Content starts

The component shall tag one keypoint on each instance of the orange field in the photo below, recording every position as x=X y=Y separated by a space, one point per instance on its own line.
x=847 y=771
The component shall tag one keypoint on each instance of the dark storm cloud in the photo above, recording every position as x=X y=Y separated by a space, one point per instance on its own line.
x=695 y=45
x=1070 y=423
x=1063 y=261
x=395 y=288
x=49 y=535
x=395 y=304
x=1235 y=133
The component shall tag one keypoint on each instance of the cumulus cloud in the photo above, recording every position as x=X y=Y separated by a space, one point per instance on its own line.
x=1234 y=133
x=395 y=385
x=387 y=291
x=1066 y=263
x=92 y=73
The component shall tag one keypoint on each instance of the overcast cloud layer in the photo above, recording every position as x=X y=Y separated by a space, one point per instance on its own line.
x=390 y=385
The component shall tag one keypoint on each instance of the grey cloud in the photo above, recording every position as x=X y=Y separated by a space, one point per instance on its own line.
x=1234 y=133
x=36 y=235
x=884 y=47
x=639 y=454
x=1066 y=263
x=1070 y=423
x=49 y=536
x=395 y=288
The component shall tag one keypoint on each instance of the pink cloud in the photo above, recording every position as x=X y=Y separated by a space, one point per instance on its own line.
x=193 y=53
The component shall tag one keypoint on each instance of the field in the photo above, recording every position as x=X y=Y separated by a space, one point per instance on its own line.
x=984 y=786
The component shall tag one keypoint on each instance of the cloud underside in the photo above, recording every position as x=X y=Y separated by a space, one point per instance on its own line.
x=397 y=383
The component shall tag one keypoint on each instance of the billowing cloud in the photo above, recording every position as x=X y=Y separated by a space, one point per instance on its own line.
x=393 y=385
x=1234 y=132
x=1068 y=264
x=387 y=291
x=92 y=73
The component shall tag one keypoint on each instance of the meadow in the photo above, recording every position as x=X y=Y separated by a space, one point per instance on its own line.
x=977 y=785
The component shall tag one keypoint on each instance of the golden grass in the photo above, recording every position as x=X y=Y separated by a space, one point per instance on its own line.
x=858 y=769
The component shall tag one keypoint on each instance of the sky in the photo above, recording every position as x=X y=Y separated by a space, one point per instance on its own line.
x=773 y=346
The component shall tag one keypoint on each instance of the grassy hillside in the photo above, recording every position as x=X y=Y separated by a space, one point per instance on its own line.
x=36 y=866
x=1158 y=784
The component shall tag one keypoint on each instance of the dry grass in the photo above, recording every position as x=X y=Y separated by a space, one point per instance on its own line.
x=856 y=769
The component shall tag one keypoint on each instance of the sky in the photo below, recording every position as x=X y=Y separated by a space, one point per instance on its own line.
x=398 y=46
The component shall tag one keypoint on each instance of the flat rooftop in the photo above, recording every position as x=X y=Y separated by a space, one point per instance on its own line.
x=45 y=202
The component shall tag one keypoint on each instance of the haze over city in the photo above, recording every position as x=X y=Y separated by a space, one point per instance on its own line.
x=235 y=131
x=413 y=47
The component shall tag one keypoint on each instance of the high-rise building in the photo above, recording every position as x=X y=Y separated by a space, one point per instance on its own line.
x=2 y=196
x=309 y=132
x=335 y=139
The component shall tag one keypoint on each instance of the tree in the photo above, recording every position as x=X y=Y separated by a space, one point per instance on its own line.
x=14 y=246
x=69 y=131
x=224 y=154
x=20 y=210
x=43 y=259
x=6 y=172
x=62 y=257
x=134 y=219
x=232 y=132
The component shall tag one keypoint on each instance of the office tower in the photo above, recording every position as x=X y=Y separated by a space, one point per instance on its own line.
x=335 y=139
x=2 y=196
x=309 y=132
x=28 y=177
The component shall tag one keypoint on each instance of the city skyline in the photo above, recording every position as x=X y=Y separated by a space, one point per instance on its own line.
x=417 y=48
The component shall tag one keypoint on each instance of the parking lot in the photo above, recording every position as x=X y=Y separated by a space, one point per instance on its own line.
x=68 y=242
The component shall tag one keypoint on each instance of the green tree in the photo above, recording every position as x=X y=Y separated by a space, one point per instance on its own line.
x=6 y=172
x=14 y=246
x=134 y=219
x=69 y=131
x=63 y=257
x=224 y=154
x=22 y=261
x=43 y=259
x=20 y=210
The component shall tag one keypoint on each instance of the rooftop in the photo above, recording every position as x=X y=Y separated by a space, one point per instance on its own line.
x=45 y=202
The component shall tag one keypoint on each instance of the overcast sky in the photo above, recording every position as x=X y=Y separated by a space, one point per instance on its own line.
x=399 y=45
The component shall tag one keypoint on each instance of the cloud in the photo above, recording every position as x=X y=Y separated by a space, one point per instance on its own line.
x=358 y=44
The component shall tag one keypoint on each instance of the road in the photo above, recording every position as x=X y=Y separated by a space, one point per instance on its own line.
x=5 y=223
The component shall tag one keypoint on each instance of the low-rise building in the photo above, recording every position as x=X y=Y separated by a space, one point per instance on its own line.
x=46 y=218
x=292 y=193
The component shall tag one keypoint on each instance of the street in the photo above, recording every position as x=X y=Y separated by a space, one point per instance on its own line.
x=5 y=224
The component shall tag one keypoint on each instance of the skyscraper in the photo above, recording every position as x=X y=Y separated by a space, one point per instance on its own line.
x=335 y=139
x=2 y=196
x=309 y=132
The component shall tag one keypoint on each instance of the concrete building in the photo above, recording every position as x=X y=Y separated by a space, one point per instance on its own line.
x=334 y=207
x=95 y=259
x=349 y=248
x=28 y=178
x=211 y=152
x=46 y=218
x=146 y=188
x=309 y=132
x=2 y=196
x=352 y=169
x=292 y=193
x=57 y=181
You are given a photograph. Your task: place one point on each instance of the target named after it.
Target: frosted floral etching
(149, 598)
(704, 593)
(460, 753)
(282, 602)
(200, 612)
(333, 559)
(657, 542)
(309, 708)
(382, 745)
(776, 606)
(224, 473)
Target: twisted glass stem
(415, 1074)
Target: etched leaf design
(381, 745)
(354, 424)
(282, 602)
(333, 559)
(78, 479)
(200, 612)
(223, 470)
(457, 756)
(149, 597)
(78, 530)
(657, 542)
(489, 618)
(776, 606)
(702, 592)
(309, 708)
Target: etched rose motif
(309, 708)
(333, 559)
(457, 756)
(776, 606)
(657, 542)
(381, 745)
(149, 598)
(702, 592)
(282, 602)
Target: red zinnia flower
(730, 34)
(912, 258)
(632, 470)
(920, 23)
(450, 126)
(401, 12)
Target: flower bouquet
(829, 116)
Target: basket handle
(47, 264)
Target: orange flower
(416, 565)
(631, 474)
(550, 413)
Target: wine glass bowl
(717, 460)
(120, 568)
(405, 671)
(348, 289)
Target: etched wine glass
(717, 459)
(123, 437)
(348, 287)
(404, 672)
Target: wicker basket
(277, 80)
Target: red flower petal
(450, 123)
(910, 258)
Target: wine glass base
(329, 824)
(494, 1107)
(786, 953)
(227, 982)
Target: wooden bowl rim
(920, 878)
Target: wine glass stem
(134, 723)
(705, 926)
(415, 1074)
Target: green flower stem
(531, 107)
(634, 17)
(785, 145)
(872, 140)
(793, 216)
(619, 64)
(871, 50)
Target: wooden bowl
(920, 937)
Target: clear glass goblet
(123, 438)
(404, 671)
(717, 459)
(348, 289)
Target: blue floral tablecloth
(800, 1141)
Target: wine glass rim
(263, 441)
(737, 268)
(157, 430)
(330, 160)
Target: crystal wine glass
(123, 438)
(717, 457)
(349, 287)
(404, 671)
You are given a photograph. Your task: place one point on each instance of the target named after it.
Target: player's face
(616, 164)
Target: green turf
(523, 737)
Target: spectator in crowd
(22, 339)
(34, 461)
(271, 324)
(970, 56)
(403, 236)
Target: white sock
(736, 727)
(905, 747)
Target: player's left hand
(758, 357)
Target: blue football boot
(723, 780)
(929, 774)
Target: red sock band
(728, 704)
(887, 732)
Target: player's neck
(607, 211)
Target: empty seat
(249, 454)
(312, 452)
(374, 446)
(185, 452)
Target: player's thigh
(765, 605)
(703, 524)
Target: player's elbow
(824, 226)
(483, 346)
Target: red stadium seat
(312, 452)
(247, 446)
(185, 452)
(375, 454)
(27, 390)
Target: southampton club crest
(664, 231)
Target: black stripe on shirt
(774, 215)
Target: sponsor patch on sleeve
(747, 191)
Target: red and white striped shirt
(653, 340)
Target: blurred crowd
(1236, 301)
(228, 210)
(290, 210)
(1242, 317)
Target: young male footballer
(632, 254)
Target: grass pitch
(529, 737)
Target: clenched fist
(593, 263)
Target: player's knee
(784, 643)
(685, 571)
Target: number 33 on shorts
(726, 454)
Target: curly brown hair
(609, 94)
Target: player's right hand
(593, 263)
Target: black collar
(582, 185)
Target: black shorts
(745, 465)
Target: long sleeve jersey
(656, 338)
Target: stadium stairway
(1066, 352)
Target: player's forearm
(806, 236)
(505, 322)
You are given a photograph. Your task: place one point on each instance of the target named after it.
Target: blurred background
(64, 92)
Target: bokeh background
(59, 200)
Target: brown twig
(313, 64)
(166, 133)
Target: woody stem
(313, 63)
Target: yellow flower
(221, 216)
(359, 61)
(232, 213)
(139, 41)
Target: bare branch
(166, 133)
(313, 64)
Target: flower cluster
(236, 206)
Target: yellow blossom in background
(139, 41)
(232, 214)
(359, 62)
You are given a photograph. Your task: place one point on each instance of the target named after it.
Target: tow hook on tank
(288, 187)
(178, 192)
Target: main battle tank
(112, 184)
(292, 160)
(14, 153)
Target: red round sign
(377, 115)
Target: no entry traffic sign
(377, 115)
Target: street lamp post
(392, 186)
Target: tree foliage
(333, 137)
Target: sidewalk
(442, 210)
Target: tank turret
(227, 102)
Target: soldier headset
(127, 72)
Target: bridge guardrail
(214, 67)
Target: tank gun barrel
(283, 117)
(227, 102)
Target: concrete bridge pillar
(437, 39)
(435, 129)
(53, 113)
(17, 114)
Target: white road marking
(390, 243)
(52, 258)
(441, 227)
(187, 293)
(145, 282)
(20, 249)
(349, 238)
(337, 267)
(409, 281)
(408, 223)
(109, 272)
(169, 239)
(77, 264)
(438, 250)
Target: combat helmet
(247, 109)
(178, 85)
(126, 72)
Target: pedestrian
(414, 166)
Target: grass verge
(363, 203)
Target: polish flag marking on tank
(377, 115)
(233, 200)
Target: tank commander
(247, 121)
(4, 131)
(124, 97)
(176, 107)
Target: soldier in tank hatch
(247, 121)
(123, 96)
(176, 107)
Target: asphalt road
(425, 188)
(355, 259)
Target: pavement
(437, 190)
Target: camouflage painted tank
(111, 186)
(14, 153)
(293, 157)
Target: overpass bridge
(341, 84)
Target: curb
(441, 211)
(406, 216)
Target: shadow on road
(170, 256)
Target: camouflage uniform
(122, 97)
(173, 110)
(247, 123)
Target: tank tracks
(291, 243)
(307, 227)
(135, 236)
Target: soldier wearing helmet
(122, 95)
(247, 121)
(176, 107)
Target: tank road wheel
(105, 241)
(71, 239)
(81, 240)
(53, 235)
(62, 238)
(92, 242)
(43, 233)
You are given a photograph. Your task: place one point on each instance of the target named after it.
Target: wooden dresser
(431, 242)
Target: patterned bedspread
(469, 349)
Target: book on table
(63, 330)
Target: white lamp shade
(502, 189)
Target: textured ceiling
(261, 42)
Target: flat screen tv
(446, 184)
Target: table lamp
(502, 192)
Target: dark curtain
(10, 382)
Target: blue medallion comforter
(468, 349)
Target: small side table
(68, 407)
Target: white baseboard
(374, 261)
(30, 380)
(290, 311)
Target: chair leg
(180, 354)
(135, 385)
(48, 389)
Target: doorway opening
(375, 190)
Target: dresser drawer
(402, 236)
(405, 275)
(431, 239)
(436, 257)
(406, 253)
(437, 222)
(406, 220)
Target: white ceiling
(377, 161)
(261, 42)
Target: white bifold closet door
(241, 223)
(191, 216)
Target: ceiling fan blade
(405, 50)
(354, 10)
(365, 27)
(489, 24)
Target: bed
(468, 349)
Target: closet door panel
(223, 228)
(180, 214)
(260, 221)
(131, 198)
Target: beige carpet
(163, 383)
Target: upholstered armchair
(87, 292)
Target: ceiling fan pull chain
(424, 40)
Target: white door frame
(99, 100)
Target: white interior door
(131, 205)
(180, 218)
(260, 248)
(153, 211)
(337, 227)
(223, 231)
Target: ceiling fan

Content ends

● Problem to solve
Beginning at the line that holds "Target: white door frame", reproduce the lines exactly up to and including the final line of the entries.

● Your solution
Target: white door frame
(99, 100)
Target: white interior door
(131, 205)
(180, 218)
(260, 248)
(153, 211)
(337, 227)
(223, 231)
Target: ceiling fan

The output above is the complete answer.